EXERCISE TEXT>
↓↓↓

The BBC’s ‘The Coming Storm’: QAnon and how to start a conspiracy theory

The BBC podcast The Coming Storm.

The Coming Storm, the latest podcast from the BBC, is a riveting exploration of the phenomenon that is QAnon

QAnon is in many ways the ultimate expression of the culture wars that rage today between the over-educated and anti-educated. In that it states, in a matter of fact manner, that the America they are living in is not the one described by the liberal intelligentsia, but one that is in fact run from within the depths of the deep state by a coven of paedophile cannibals. 

Incredibly, indeed incomprehensibly, some 23% of Republican voters in the US subscribe to this quote reality unquote.

How it all began. He came, he saw, he left a polite note.

Written and presented by Gabriel Gatehouse, international editor on BBC 2’s Newsnight, it is, for almost all of its 8 episodes, a genuinely sceptical enquiry. Giving equally short shrift both to its central claims, and to anyone who airily insists that only dim-witted Americans would be sufficiently cretinous to give credence to that sort of guff. 

On the contrary, as he goes on to calmly explore, people everywhere have always believed that sort of nonsense.

↑↑↑

INSTRUCTION A>
Answer these from the podcast review, one line each:
(i) What share of Republican voters in the US does it say subscribe to QAnon?
(ii) Who wrote and presents the podcast, and what is his job?
(iii) How many episodes does the podcast have?
INSTRUCTION B>
According to the podcast review, why is QAnon in many ways the ultimate expression of today's culture wars? Answer in one to three sentences.
INSTRUCTION C>
Return the podcast review's wording from "Incredibly, indeed incomprehensibly, some" up to and including "sort of nonsense.".

SOURCE MATERIAL>
↓↓↓

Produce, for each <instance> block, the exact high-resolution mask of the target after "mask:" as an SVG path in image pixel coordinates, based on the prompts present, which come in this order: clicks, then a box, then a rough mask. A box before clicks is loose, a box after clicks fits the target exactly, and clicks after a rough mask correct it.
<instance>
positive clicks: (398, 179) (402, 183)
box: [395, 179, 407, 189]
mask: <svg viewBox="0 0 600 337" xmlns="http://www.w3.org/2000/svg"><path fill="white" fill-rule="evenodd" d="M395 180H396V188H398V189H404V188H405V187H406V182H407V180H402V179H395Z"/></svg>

↑↑↑
↓↓↓

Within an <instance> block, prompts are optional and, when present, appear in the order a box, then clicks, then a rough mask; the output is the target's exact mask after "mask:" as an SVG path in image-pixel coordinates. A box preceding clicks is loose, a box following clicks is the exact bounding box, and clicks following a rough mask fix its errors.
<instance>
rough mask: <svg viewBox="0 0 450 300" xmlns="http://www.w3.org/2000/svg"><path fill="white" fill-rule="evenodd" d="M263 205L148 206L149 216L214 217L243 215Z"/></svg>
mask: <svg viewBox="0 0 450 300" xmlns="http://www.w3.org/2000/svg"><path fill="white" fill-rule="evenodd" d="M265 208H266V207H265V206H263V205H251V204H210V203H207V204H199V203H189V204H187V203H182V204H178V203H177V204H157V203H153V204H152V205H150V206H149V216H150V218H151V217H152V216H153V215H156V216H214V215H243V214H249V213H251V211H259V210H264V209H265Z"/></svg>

↑↑↑

ANSWER BOX A>
(i) Some 23%.
(ii) Gabriel Gatehouse, international editor on BBC 2's Newsnight.
(iii) 8.

ANSWER BOX B>
QAnon states, in a matter-of-fact way, that the America people live in is not the one the liberal intelligentsia describes. It claims that America is really run from the depths of the deep state by "a coven of paedophile cannibals."

ANSWER BOX C>
Incredibly, indeed incomprehensibly, some 23% of Republican voters in the US subscribe to this quote reality unquote.

How it all began. He came, he saw, he left a polite note.

Written and presented by Gabriel Gatehouse, international editor on BBC 2’s Newsnight, it is, for almost all of its 8 episodes, a genuinely sceptical enquiry. Giving equally short shrift both to its central claims, and to anyone who airily insists that only dim-witted Americans would be sufficiently cretinous to give credence to that sort of guff. 

On the contrary, as he goes on to calmly explore, people everywhere have always believed that sort of nonsense.